(Bloomberg) — Online health-care provider Kry International AB, valued at $2 billion last year, has slashed 10% of its 1,000-strong workforce as part of a cost-cutting program aimed at placating investors including CPP Investments and Fidelity Management & Research.
“We need to respond to the market dynamics and we have to be conservative with our capital, and prove this to investors, partners and patients,” Kry’s co-founder and chief executive officer Johannes Schildt said in a statement.
Kry’s plans come at a time of tougher capital raising conditions across the private and public markets, where asset prices continue to tumble on accelerating inflation and the war in Ukraine. Sweden’s volume of initial public offerings is a case in point. Last year, the Nordic nation topped Continental Europe’s league for listings but deals have since slowed to a trickle.
Read More: Sweden Slips Down Europe IPO Rankings as Startup Listings Dry Up
Cash burn and profitability have become the main focal points for the market when analyzing unlisted firms, according to Isabella de Feudis, the chief executive officer of the Swedish Private Equity & Venture Capital Association.
:::
▶ **WORK ITEM**
Pick up the news story about Kry's job cuts and keep writing it from the end of its last sentence.

Point location data:
:::
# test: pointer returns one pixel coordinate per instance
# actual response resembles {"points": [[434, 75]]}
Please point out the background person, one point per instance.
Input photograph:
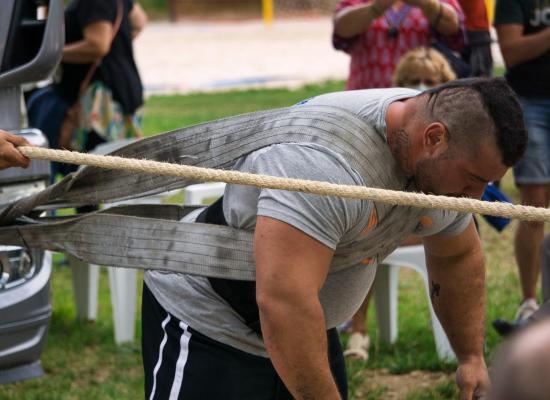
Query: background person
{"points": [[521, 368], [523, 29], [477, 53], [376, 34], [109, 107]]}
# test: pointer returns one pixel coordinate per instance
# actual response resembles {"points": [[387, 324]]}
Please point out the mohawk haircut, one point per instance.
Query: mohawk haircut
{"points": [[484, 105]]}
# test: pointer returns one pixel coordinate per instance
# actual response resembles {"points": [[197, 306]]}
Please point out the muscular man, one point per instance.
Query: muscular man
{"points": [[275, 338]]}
:::
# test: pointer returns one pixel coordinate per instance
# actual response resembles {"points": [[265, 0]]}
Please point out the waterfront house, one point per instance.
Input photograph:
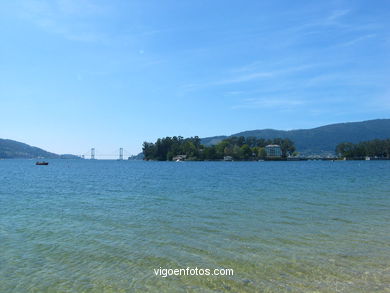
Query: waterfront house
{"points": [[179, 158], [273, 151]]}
:::
▶ **OUTPUT FOR THIS TASK**
“This is particularly true for late-stage companies closer to a public listing or other form of divestment,” de Feudis said in an interview. “It means firms need to be profitable earlier than before and reset their strategies from expansion to profitability.”
Those market dynamics have also caught up with other high-profile unicorns in Sweden. This week, Klarna Bank AB was reportedly looking to tap investors for more cash in a move that would cut its previous $45 billion valuation by about a third, according to people familiar with the matter.
Still, for de Feudis the changing investment climate has at least one silver lining. “In the long run all companies need to turn a profit, so the fact that expectations have been pushed forward might be healthy,” she said.